▶ _DATA TO USE_:
——————

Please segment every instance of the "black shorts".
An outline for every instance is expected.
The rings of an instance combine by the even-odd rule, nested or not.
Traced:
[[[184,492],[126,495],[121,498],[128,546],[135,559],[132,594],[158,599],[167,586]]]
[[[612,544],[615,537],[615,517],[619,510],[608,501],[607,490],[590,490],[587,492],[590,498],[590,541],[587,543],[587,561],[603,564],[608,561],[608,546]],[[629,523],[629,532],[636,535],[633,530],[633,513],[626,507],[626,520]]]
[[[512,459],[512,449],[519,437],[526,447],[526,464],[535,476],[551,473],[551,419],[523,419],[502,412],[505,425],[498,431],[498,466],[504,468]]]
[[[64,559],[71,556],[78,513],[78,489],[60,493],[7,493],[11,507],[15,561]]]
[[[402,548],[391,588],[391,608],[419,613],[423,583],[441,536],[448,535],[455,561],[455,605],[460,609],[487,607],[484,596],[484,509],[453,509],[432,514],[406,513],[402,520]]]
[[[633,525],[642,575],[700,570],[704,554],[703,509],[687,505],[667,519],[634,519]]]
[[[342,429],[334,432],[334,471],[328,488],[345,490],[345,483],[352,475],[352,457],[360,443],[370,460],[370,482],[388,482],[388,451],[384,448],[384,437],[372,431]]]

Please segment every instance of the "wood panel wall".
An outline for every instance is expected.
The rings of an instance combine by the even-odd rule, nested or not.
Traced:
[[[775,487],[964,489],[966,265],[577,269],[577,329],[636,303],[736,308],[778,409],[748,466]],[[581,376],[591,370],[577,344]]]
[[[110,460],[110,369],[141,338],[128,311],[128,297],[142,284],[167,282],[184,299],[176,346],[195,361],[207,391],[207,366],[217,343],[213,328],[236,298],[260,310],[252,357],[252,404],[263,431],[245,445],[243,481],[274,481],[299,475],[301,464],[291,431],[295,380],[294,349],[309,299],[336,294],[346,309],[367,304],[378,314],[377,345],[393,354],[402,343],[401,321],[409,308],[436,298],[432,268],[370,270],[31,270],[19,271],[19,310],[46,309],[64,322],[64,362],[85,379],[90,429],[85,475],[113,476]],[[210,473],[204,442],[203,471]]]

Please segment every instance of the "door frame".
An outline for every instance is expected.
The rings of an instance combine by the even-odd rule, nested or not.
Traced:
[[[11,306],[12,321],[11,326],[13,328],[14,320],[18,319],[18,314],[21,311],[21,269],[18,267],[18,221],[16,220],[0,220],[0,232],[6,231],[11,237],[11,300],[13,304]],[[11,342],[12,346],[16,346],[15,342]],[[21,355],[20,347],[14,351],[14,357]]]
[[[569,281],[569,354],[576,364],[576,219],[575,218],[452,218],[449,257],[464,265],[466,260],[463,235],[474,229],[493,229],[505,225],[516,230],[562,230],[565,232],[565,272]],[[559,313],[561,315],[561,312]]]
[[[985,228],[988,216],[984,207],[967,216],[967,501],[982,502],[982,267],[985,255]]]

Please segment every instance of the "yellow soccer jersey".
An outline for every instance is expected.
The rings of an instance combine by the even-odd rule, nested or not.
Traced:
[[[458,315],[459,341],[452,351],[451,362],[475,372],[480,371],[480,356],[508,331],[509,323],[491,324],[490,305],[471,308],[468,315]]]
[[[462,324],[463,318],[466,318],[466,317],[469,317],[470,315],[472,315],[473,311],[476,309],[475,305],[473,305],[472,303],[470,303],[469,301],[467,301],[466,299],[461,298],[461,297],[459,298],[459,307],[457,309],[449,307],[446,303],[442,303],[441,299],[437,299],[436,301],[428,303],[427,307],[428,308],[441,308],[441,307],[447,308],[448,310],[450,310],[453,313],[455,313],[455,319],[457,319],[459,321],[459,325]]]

——————

▶ _DIRECTIONS FOR THIS TASK_:
Reproduce each line of the material that mentions "segment".

▶ _REPLY TO THE EXERCISE_:
Please segment every instance of the "black shorts".
Please segment every instance of the "wood panel wall".
Please segment every instance of the "door frame".
Please segment every instance of the "yellow soccer jersey".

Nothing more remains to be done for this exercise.